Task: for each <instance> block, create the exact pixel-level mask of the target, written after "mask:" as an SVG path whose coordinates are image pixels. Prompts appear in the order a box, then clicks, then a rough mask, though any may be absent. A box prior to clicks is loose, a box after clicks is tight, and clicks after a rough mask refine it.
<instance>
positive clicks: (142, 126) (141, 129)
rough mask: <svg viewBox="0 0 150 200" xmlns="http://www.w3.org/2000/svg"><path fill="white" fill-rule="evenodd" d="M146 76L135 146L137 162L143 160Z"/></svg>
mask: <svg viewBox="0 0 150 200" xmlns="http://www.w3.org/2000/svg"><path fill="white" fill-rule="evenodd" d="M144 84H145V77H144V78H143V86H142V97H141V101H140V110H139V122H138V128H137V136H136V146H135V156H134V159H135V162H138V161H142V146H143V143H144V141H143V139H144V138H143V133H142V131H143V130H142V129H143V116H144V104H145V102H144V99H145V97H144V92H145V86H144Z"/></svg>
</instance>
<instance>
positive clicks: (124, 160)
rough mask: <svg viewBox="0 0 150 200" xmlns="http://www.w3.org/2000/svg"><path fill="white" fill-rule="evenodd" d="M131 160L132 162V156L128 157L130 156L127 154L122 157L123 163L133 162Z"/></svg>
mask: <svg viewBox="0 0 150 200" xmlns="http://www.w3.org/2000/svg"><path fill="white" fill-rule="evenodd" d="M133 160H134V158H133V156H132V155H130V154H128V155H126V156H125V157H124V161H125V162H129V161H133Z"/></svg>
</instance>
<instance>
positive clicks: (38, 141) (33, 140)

Work to be completed |
Reproduce everything from the start of the records down through the line containing "positive clicks: (142, 126) (141, 129)", substituting "per-pixel" for "pixel-level" and leaving the rest unchanged.

Solution for this problem |
Task: for each <instance> block, create the exact per-pixel mask of the target, written after "mask:" as an SVG path whose coordinates are image pixels. Prompts appear in the order a box, then clicks, then a rough mask, though any may be absent. A box prior to clicks is loose, a box after clicks is tight, and clicks after a rough mask refine it.
<instance>
positive clicks: (142, 126) (141, 129)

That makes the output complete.